| EXERCISE PROMPT |
Copy every record below exactly as it stands.

| SOURCE DATA |
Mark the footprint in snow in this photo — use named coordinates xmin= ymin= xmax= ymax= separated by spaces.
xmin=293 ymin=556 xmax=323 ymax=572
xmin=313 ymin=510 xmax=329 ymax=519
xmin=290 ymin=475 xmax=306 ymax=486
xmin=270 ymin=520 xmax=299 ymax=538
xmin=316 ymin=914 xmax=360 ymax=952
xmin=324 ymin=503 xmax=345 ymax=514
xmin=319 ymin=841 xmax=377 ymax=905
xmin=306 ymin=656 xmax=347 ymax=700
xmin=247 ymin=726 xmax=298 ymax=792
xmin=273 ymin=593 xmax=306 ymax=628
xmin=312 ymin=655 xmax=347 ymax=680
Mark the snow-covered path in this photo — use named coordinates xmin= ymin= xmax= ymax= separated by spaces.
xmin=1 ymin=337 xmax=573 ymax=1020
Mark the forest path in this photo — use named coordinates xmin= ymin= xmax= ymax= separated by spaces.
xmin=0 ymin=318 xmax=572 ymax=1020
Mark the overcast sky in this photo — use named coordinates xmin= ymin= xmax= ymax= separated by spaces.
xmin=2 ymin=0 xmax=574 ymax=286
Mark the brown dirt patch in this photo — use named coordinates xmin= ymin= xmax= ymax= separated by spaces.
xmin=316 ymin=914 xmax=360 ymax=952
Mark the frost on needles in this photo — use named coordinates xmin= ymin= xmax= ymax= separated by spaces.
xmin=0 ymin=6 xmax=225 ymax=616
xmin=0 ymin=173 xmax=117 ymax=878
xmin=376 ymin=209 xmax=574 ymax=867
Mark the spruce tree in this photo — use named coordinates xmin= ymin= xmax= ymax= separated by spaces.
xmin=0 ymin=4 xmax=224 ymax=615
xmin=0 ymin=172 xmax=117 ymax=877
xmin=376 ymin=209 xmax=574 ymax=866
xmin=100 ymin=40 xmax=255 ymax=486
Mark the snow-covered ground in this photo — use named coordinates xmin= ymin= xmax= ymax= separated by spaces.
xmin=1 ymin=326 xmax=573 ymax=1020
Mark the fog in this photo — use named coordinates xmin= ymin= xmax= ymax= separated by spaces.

| RESPONSE FOR THIS EXERCISE |
Mark the footprint in snow in this photo — use named coordinates xmin= ymin= xmax= ymax= separated by spaces.
xmin=293 ymin=556 xmax=323 ymax=572
xmin=313 ymin=510 xmax=329 ymax=519
xmin=290 ymin=475 xmax=306 ymax=486
xmin=270 ymin=520 xmax=299 ymax=538
xmin=316 ymin=914 xmax=360 ymax=952
xmin=324 ymin=503 xmax=345 ymax=514
xmin=319 ymin=841 xmax=377 ymax=905
xmin=306 ymin=656 xmax=347 ymax=700
xmin=247 ymin=726 xmax=298 ymax=792
xmin=273 ymin=593 xmax=306 ymax=628
xmin=312 ymin=655 xmax=347 ymax=680
Mark the snow-covered path in this photo — use named coordinates xmin= ymin= xmax= ymax= separated by spaces.
xmin=1 ymin=337 xmax=573 ymax=1020
Mark the forest path in this photo — use named coordinates xmin= ymin= xmax= ymax= separated by spaces.
xmin=0 ymin=318 xmax=572 ymax=1020
Mark the overcast sky in this photo — use named coordinates xmin= ymin= xmax= ymax= separated by spaces.
xmin=2 ymin=0 xmax=574 ymax=286
Mark the brown dirt patch in this photo — use named coordinates xmin= ymin= xmax= ymax= separated by spaces.
xmin=316 ymin=914 xmax=360 ymax=952
Mark the frost on needles in this photo — use named coordinates xmin= ymin= xmax= ymax= separated by spaces.
xmin=0 ymin=6 xmax=225 ymax=616
xmin=0 ymin=173 xmax=117 ymax=878
xmin=376 ymin=209 xmax=574 ymax=867
Mark the spruce tree in this photo — use named coordinates xmin= ymin= xmax= ymax= separated by spaces.
xmin=0 ymin=4 xmax=224 ymax=615
xmin=0 ymin=172 xmax=117 ymax=877
xmin=376 ymin=209 xmax=574 ymax=866
xmin=100 ymin=40 xmax=255 ymax=486
Mark the snow-covered ground in this photo — use named coordinates xmin= ymin= xmax= ymax= separated by spaces.
xmin=1 ymin=326 xmax=573 ymax=1020
Mark the fog in this photo — use named coordinates xmin= ymin= xmax= ymax= separated by spaces.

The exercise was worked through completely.